Jeremiah Gracen TK2D Warrior 4th Annual Recognition

September 12, 2025

Information From  https://www.tk2dfoundation.com/about-us
After months of jumping from specialist to specialist who ran test after test searching for answers for the weakness in then seven-month-old, Jeremiah, Aneesa (mom) got a dreaded answer on September of 2019, Jeremiah Gracen was diagnosed with TK2D, Thymidine Kinase 2 deficiency. This rare progressive devastating disease affects the ability to eat, breathe and move. Aneesa googled the disease and was heartbroken. All she saw were sad stories, death and the words no treatment...no cure...Her son had an extremely rare progressive inherited mitochondrial disease and enzyme deficiency that affects less than 200 people in the U.S.
“They handed me a sheet with his diagnosis and some mito resources, said he had a few months to live and told me to get in touch with hospice,” said Aneesa.
At the time, Jeremiah was one of the youngest TK2d patients in the world – with early onset often leading to worse outcomes. He was also the first African American male that was known to have it. Aneesa said she cried for three solid days.
It has now been 4 years since Jeremiah’s diagnosis. Despite a grueling regiment of medication, tracheostomy tube clears, gastrointestinal distress, feeding tubes and more, the world can see Jeremiah, though YouTube and social media posts, as a generally happy toddler who loves playtime, singing, his family, wiggling rhythmically to music and his expressive eyes fuel hope across the world. 
After a hospitalization scare left him with two collapsed lungs, mom set out to desperately save her son's life and make his story public hoping that the right researcher, doctor or even investor would see.  Jeremiah was fortunate enough to be accepted into a groundbreaking clinical trial for the disease and Aneesa stepped up to advocate in any way she can. She is a Grant Writer, Business and Marketing Consultant, Consumer Peer Reviewer for the Department of Defense, Support Ambassador for The United Mitochondrial Disease Foundation, Parent Ambassador for the American Academy of Pediatrics,  Member of the Medical University of South Carolina Patient and Family Advisory Council and a devoted mother of four boys including Jeremiah.

= Stored data =
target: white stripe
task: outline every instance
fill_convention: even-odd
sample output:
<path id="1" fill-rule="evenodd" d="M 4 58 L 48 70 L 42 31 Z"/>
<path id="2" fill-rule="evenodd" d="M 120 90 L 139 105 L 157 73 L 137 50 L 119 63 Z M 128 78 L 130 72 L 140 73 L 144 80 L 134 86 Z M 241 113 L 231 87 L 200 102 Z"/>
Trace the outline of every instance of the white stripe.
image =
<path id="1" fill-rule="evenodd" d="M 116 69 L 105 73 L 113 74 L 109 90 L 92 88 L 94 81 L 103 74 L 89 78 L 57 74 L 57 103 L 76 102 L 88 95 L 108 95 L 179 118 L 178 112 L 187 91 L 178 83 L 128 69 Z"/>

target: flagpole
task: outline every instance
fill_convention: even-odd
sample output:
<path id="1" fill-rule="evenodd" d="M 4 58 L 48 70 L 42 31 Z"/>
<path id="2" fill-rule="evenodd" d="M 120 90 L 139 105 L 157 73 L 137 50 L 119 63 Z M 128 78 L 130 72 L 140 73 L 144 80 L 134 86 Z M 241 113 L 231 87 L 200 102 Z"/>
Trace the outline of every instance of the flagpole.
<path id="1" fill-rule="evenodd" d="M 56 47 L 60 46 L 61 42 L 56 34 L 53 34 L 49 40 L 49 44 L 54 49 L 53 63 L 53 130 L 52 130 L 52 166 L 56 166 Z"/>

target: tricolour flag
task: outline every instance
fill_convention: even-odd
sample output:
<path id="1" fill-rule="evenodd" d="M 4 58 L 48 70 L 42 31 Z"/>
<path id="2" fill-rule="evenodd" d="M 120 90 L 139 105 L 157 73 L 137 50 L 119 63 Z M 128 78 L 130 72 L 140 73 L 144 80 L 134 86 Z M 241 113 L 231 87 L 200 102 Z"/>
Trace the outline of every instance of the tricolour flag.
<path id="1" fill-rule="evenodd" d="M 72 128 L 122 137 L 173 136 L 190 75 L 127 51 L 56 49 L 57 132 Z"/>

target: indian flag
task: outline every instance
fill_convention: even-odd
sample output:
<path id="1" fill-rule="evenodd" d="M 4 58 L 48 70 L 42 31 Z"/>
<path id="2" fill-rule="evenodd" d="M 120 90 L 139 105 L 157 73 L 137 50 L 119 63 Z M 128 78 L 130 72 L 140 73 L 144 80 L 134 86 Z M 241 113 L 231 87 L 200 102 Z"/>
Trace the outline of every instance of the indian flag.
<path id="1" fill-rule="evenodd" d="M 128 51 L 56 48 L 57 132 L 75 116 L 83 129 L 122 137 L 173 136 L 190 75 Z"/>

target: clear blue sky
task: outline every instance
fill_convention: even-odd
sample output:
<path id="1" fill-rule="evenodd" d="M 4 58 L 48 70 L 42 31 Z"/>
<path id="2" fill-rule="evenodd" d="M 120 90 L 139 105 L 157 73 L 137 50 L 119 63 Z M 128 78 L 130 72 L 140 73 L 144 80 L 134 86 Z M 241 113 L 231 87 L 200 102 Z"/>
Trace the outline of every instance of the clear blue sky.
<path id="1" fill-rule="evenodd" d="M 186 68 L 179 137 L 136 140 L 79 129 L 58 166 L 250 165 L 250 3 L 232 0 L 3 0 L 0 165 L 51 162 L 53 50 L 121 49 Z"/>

= Task set =
(A) According to the piece about Jeremiah Gracen, in what month and year was he diagnosed with TK2D?
(B) Continue the piece about Jeremiah Gracen from its last sentence.

= Answers to the exercise =
(A) September 2019

(B)
“When I talk to decision makers, I want to paint a picture,” said Aneesa. “We’re talking about the ability to eat, to breathe, to walk. I want them to see the human side of things -- to appeal to the person under the uniform.”
TK2d has taken much from Aneesa and her family; her career, time with her other three sons, even her bed, as she now sleeps on the couch next to Jeremiah, waking every hour to two hours to care for him. Some nights she doesn’t get sleep. 
But it’s not a fight she’s willing to lose. “I never knew really how to love my kids until Jeremiah,” she said. “I have dreamed of him running and talking. My ultimate dream for him is simply to get better in God’s timing. But we also have to remember faith without works is dead.”
“I do believe there will be a cure one day. People like to think of a cure as ‘abracadabra,’ but it doesn’t always work like that. You need a foundation to build things on. Just like those building blocks Jeremiah loves to play with. His story is part of the foundation.”
Jeremiah has quite the following on social media and mom donates the funds to support research and advocacy for the cure. “If people use social media to finance fancy lifestyles and material things, then I can use it to help not only my son, but help others live.”